:: Problem requirements ::
List each line of the records below that contains the string "shirt".

Items stored from a collection
╭──

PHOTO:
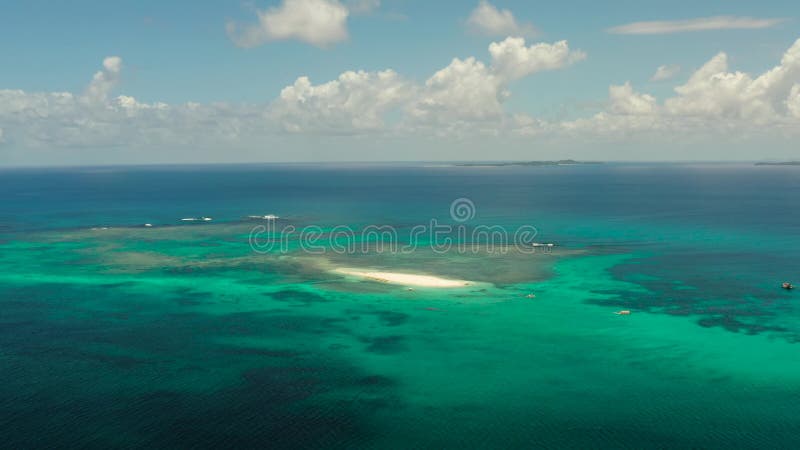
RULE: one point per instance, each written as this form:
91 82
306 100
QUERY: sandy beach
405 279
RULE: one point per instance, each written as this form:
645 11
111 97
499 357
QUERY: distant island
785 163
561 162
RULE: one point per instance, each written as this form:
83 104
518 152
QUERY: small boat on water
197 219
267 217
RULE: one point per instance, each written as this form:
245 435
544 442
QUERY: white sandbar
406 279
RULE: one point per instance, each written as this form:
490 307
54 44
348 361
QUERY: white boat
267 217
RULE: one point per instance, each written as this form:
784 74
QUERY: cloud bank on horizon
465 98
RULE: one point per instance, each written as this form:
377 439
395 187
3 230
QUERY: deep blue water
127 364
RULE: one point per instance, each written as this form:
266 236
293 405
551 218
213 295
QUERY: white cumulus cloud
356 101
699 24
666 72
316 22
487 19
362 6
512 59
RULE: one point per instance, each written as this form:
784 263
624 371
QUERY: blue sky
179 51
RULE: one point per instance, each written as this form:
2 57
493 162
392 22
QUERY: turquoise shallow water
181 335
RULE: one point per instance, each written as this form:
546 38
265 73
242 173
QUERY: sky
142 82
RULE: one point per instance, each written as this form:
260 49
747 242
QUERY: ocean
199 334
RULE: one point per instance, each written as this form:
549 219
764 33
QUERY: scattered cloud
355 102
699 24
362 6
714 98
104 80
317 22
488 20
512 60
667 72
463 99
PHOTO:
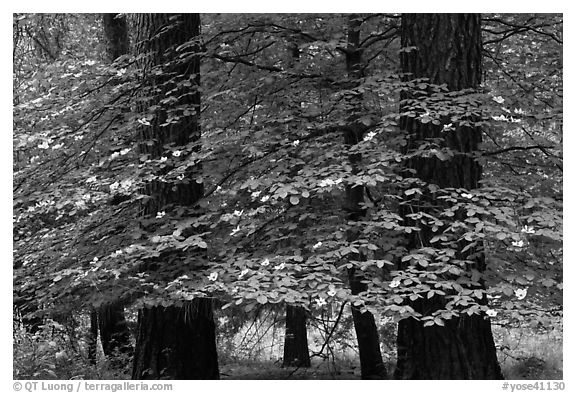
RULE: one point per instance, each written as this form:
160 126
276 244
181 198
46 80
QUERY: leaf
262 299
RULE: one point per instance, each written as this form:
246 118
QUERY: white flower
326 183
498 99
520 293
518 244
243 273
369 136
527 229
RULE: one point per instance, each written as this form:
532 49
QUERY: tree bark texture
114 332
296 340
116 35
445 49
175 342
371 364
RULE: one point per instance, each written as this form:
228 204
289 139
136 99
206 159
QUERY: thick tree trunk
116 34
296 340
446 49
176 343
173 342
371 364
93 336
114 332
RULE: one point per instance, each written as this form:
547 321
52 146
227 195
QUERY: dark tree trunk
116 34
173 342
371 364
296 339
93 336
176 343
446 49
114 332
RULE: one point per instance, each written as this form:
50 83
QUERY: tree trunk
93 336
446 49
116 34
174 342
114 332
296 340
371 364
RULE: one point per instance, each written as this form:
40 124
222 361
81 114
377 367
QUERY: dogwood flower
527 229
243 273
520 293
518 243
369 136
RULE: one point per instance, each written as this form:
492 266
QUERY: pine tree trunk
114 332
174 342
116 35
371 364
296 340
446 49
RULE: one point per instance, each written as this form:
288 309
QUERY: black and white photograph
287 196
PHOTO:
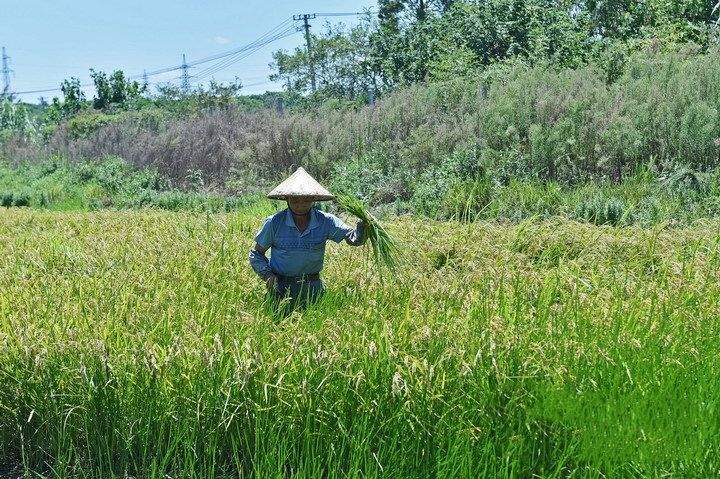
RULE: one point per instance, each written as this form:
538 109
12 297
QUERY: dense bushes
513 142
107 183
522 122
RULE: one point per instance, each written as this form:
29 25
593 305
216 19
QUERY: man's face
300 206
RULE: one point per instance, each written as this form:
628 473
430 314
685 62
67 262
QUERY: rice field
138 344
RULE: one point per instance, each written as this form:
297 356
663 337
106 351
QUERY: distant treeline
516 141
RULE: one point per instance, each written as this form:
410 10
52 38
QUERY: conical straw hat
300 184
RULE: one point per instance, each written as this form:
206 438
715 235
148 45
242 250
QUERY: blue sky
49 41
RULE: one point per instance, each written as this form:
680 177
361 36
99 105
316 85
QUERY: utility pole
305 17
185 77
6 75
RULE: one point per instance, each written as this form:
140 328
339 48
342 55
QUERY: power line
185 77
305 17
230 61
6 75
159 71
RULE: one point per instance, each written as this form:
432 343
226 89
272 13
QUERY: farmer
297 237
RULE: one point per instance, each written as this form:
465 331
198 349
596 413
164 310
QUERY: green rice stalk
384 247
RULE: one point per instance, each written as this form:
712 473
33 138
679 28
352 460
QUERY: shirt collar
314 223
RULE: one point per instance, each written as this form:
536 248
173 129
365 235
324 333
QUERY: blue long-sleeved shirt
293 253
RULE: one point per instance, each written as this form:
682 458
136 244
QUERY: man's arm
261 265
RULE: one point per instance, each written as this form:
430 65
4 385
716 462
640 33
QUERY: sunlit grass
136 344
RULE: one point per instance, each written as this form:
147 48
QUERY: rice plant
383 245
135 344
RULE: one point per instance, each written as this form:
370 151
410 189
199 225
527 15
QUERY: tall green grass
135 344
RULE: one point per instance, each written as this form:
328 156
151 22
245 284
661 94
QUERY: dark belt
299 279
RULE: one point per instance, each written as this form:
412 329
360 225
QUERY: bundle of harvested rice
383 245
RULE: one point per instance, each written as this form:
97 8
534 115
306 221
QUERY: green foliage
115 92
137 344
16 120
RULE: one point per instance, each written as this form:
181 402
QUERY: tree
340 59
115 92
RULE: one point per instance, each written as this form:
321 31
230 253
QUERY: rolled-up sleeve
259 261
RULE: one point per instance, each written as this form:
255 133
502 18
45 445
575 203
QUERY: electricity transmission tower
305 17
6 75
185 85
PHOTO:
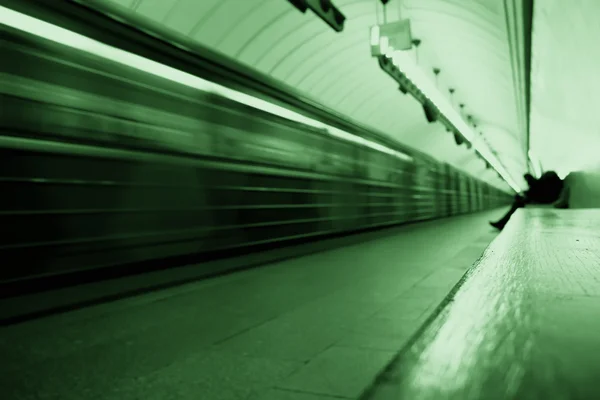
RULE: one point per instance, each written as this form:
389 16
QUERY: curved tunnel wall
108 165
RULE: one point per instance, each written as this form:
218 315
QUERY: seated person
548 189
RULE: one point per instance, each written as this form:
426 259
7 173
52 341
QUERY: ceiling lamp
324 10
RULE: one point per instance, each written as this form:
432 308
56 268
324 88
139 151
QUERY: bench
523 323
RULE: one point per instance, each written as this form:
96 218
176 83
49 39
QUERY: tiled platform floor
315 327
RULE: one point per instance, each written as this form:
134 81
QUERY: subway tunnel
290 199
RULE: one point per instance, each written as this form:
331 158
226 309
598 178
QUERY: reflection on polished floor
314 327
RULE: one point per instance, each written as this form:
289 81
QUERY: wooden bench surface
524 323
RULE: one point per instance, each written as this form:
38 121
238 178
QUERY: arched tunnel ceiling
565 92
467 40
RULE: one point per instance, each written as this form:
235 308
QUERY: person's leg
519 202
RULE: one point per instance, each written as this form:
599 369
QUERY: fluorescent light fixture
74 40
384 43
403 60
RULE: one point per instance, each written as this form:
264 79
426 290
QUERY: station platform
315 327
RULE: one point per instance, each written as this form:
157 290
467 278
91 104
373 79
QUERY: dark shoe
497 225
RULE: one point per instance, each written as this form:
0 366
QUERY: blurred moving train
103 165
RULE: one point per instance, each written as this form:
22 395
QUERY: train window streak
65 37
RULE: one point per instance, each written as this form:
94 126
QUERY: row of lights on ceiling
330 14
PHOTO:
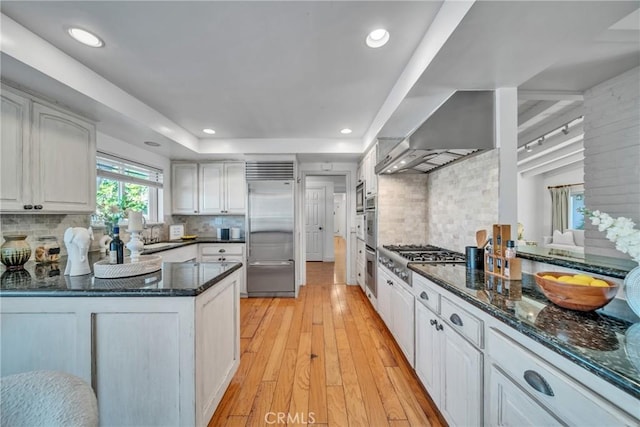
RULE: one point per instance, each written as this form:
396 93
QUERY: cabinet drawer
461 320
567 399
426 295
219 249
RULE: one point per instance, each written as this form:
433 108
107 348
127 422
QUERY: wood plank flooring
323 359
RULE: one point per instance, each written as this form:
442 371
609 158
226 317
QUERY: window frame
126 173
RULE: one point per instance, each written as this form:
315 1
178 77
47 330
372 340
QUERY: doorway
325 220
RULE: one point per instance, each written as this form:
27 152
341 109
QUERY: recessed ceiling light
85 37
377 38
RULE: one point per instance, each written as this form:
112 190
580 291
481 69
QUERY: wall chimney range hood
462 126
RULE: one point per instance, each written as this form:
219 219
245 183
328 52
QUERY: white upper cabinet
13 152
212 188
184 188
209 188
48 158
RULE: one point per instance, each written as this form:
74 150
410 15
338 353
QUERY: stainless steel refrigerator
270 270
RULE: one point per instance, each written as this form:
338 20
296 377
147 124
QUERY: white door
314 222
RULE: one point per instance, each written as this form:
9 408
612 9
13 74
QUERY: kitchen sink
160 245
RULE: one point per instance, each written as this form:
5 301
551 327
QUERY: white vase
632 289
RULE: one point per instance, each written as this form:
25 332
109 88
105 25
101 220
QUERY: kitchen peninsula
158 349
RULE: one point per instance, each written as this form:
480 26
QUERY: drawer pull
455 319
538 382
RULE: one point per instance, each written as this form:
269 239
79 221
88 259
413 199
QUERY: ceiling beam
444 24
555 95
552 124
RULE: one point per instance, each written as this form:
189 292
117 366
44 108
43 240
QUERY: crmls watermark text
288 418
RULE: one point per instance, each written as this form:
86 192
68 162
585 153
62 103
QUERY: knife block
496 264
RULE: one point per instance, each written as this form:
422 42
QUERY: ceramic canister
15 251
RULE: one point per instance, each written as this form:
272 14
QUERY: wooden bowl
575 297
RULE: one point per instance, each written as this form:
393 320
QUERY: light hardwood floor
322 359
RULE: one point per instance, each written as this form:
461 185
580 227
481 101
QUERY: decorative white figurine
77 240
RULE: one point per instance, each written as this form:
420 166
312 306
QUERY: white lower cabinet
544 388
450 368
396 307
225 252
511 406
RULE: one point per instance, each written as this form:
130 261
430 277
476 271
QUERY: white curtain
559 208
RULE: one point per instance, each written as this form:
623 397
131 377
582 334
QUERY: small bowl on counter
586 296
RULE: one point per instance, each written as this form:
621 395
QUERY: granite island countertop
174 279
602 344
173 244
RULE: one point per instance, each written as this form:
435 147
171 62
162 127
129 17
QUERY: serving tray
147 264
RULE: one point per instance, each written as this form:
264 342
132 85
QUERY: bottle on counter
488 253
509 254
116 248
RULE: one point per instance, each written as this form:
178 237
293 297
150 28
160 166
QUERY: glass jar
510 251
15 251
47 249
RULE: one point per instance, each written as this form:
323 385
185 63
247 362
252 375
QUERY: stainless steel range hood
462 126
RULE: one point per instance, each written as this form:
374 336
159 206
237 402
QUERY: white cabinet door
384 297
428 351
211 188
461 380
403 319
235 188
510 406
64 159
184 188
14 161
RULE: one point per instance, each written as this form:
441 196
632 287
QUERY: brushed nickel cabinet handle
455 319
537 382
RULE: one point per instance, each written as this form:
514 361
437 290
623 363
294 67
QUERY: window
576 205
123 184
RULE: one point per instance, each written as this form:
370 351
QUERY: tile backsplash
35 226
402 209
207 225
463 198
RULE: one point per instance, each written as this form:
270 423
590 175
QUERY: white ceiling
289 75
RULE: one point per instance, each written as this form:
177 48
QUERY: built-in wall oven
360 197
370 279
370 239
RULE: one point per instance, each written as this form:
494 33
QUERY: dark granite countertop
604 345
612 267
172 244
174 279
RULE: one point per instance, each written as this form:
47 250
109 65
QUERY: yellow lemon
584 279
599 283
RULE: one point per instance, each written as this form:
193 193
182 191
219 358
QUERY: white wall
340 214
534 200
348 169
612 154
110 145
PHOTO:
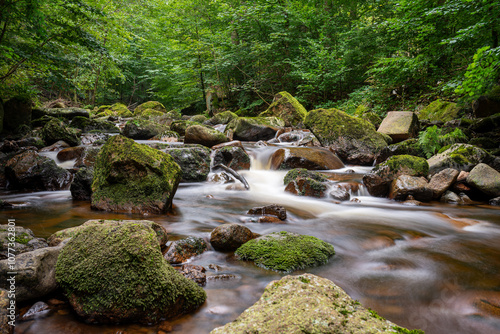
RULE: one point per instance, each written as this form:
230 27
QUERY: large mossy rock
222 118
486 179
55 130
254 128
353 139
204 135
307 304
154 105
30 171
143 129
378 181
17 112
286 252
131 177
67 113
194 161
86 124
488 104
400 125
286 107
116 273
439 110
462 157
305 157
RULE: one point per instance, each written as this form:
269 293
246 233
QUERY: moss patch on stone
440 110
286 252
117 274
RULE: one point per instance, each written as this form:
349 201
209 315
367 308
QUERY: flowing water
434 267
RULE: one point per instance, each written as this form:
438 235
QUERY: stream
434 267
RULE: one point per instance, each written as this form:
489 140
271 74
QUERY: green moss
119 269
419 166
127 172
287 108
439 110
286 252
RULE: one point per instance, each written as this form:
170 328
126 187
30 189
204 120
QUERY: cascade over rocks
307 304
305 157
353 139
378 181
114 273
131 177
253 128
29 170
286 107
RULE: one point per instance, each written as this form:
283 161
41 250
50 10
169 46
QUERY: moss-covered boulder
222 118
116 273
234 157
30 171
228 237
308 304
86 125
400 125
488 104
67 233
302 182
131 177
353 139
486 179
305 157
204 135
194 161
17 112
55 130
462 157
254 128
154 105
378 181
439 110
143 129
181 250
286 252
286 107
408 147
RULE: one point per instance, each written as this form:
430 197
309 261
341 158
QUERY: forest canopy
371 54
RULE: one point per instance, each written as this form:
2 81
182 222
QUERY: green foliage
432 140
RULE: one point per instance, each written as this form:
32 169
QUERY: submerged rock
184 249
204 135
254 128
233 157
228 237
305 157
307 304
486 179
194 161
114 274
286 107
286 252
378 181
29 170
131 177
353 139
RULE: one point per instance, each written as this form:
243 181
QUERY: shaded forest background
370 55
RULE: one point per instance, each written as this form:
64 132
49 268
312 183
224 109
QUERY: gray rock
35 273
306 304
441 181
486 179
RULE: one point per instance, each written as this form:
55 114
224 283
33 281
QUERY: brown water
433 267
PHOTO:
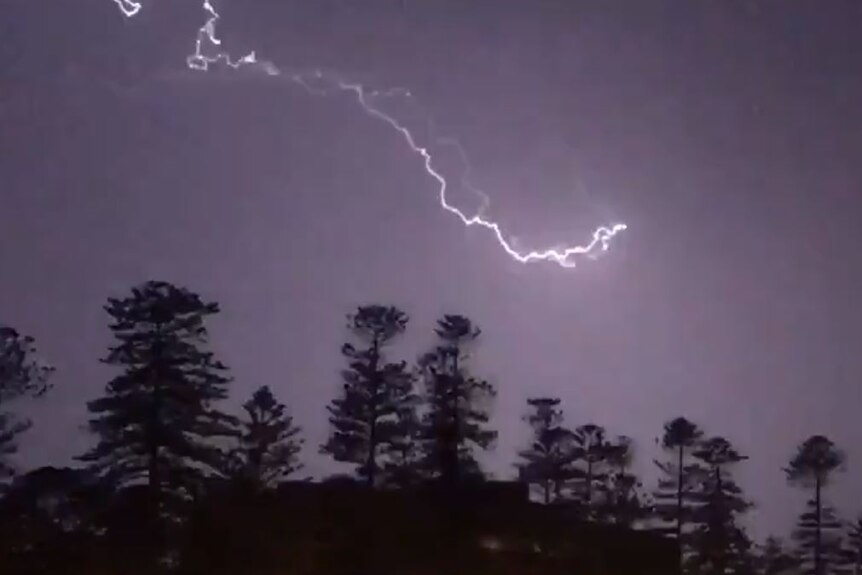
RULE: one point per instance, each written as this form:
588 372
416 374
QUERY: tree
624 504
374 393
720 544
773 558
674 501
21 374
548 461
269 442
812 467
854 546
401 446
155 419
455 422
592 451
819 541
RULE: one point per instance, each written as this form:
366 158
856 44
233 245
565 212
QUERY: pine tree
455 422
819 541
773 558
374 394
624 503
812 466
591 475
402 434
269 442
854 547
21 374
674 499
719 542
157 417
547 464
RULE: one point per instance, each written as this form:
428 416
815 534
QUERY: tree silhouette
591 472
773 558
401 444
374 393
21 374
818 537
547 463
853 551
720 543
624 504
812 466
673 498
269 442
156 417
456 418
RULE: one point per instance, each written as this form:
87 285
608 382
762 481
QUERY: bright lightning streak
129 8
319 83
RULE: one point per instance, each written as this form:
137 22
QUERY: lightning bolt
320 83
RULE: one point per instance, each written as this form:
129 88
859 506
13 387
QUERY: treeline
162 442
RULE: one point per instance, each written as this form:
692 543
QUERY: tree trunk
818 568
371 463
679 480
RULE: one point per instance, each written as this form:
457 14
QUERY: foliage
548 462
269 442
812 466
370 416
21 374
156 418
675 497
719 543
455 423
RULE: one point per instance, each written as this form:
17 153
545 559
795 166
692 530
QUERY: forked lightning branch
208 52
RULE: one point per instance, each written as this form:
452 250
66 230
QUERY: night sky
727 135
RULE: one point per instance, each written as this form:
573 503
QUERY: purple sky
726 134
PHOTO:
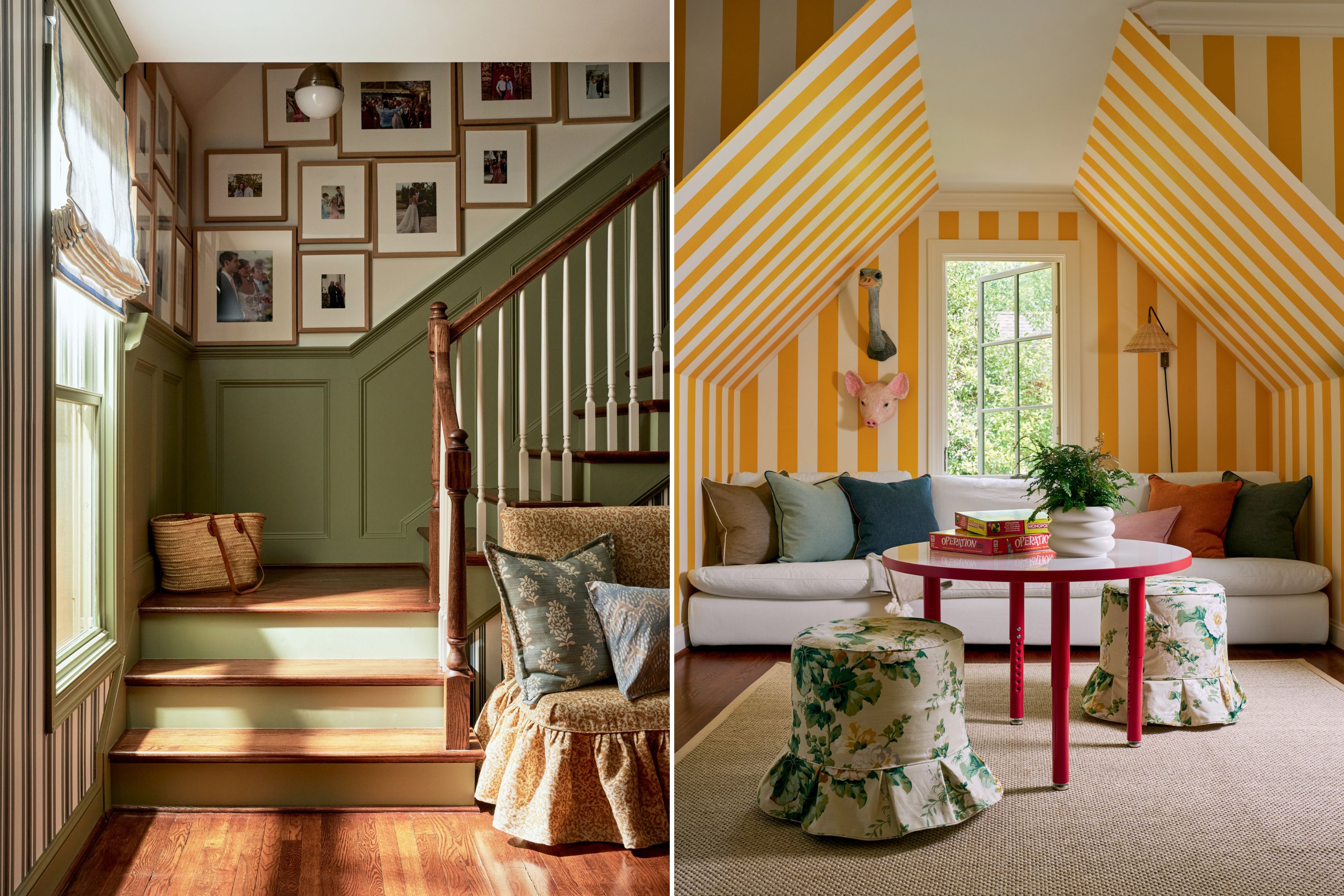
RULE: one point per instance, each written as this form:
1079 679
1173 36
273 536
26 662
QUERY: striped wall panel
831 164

╰──

:: Exercise output ::
QUERY: shirt collar
QUERY: blue long-sleeved shirt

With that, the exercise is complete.